Report every line of the items below that contains the string "ford", treating uppercase and lowercase as distinct.

━━━━━━━━━━

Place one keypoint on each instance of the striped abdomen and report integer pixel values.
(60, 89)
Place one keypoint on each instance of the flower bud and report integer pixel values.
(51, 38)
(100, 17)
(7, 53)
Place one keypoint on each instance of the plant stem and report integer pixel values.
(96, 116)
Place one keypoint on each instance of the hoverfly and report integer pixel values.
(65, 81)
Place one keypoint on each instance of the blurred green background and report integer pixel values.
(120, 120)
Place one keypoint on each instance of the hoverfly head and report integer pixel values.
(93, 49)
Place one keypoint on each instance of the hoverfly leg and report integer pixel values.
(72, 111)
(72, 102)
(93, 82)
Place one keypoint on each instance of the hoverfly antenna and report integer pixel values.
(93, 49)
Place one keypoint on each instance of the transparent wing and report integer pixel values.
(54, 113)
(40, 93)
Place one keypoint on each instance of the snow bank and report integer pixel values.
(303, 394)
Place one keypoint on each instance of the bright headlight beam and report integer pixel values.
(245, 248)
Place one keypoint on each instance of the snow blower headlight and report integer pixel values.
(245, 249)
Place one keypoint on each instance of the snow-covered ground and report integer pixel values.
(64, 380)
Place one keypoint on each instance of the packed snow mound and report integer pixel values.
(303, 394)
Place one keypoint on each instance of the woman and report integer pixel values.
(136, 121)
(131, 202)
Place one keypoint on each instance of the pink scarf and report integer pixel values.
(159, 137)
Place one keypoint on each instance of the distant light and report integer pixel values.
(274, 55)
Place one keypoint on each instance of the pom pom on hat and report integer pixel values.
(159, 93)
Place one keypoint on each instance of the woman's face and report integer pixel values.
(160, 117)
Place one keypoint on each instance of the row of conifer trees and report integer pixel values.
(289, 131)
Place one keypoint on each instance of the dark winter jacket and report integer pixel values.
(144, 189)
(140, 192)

━━━━━━━━━━

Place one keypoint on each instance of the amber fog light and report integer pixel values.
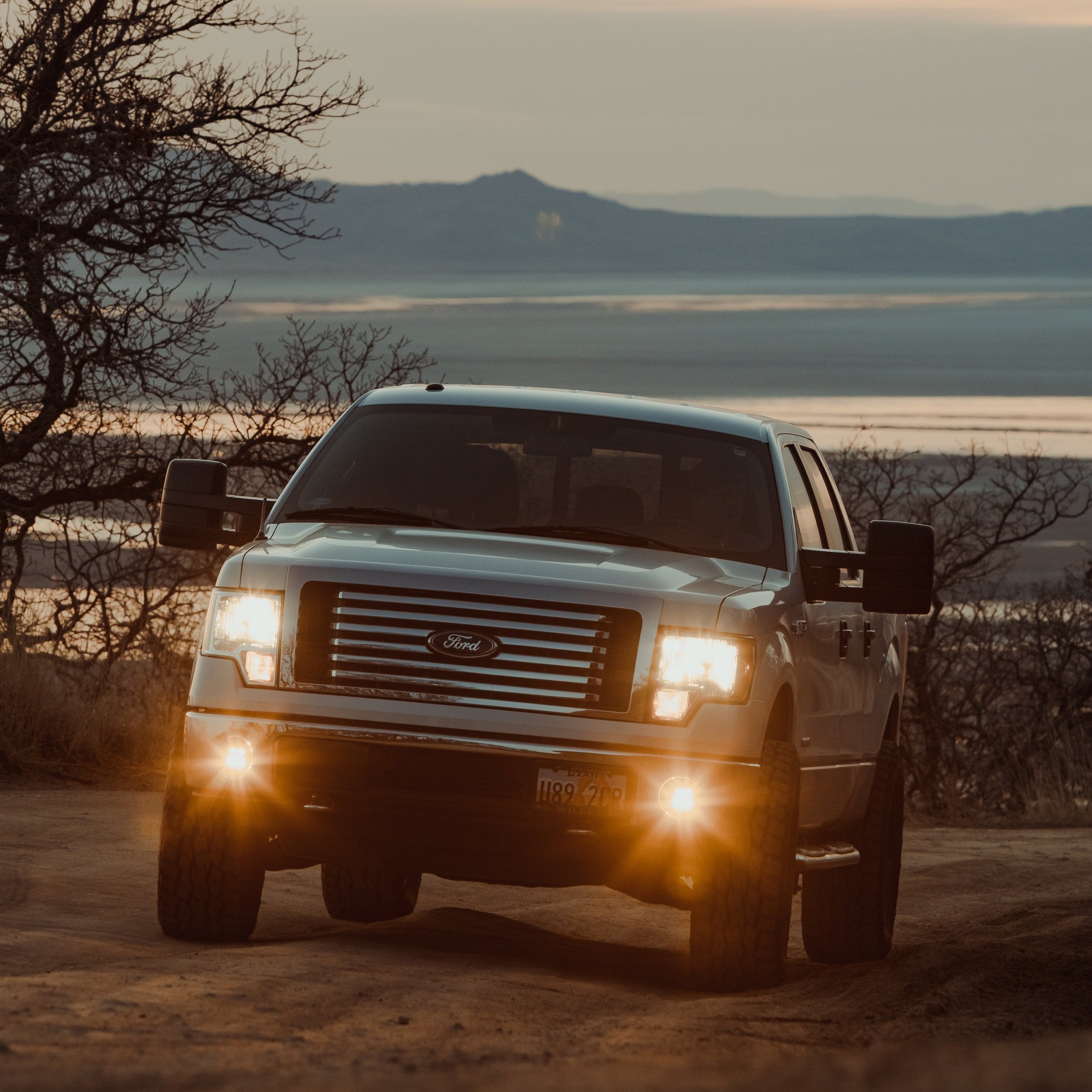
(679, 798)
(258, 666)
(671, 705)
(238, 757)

━━━━━━━━━━

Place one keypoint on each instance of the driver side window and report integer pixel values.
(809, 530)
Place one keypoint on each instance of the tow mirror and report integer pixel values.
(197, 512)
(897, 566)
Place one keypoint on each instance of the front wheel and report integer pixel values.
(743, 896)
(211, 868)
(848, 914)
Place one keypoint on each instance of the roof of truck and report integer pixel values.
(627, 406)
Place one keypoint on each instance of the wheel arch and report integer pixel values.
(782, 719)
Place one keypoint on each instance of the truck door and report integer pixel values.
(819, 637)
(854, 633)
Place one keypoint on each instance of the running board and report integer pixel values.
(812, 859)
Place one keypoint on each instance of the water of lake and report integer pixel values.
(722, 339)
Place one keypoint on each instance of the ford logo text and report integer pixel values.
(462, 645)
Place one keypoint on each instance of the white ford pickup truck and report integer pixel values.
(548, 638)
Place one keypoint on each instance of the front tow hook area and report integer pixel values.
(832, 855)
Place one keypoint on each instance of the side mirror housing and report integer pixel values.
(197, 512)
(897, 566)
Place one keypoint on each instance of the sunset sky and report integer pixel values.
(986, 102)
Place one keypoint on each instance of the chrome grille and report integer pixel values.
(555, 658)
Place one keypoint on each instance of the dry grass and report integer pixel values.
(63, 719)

━━━━━━━━━━

Worked solution ▸
Place one keypoint on each instance of the ford logo text and report integer pixel values.
Place one keypoint on each instance of the white ford pickup truck and report integer pixel values.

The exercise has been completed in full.